→ **Exercise aim**: Copy the text on NASA human-rating its rocket, starting with "NASA doesn't have" and going on through "the same standard.", putting "Space Launch System" everywhere "SLS" appears.

→ **Text shown**:
--------------------------------------------------

NASA doesn't have the funds to human-rate it, and even if they get those funds, human-rating it will likely cause SLS's schedule to slip even more, something NASA fears because they expect the commercial manned ships to be flying sooner and with increasing capability. The contrast — a delayed and unflown and very expensive SLS vs a flying and inexpensive commercial effort — will not do SLS good politically. However, if they are going to insist (properly I think) that SpaceX and Boeing human-rate their capsules and rockets, then NASA is going to have to hold the SLS to the same standard.

6 of 141 comments (clear)

  1. Re:For the unfamiliar and the confused by xdor · · Score: 5, Informative

    From the summary: NASA requires the private companies to certify their spaceships are okay for humans to fly in (even if they're only for cargo). So SpaceX and other private companies have to pass the certification that their rockets are theoretically safe for humans. NASA plans to build an spaceship (that is only going to fly cargo) and actually is only a practice run for another mission -- but since it holds the private companies to this higher standard -- it feels obligated to certify it's own unmanned spaceship is human-certified too. But human-safe certifying is going to delay the project and cost all kinds of money when they're only going to use the spaceship once and its not for humans anyway. So apparently NASA must decide between hypocrisy and cost savings.

--------------------------------------------------

→ **Record excerpts**:
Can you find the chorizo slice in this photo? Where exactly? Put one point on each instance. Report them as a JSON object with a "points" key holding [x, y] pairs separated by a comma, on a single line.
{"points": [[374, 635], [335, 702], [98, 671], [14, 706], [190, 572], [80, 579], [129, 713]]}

--------------------------------------------------

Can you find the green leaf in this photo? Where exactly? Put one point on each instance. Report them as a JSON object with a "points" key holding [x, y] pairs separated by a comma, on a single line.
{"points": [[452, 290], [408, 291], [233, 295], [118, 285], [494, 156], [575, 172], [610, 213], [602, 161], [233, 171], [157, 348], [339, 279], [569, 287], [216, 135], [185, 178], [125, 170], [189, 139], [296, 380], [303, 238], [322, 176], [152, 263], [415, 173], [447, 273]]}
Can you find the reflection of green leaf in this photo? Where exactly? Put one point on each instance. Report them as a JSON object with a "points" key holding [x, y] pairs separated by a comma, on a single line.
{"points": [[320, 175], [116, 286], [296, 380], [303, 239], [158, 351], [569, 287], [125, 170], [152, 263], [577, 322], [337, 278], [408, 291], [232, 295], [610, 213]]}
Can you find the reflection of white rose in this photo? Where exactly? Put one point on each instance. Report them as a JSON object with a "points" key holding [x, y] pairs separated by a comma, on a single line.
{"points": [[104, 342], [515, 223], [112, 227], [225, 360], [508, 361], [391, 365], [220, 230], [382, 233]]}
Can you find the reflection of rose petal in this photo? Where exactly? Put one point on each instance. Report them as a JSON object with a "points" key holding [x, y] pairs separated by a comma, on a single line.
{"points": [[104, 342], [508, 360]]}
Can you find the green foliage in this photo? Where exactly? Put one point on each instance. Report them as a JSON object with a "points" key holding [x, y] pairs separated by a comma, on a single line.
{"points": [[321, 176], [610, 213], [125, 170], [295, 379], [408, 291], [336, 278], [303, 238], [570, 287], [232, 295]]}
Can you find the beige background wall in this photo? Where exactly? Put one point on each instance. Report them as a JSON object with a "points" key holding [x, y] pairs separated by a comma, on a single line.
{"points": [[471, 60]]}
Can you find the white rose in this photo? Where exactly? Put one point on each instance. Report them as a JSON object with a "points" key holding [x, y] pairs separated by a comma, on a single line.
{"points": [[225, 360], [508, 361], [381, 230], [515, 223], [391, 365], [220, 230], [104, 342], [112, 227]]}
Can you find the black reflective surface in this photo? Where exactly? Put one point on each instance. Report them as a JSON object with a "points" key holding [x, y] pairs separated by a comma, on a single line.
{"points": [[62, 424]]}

--------------------------------------------------

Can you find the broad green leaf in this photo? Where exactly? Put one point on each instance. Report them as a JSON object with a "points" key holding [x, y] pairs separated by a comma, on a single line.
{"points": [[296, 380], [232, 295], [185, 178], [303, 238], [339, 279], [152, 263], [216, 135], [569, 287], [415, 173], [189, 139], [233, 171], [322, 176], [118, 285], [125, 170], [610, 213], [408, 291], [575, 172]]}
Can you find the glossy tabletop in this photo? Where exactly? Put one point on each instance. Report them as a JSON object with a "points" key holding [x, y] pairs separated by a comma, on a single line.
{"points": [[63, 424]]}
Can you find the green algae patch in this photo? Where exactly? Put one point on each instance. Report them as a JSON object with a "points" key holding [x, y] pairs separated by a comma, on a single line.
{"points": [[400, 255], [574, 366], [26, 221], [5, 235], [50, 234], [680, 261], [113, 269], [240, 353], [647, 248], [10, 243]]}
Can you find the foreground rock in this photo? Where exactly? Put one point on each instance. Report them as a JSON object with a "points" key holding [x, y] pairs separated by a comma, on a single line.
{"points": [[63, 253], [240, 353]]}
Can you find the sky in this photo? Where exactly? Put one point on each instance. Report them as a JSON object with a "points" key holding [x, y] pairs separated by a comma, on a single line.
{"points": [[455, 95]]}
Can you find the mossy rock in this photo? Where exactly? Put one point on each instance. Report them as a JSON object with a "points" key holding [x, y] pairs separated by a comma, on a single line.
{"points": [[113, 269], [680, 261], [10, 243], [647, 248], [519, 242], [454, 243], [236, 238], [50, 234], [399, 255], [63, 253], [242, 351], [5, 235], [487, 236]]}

--------------------------------------------------

→ **Reply**:
NASA doesn't have the funds to human-rate it, and even if they get those funds, human-rating it will likely cause Space Launch System's schedule to slip even more, something NASA fears because they expect the commercial manned ships to be flying sooner and with increasing capability. The contrast — a delayed and unflown and very expensive Space Launch System vs a flying and inexpensive commercial effort — will not do Space Launch System good politically. However, if they are going to insist (properly I think) that SpaceX and Boeing human-rate their capsules and rockets, then NASA is going to have to hold the Space Launch System to the same standard.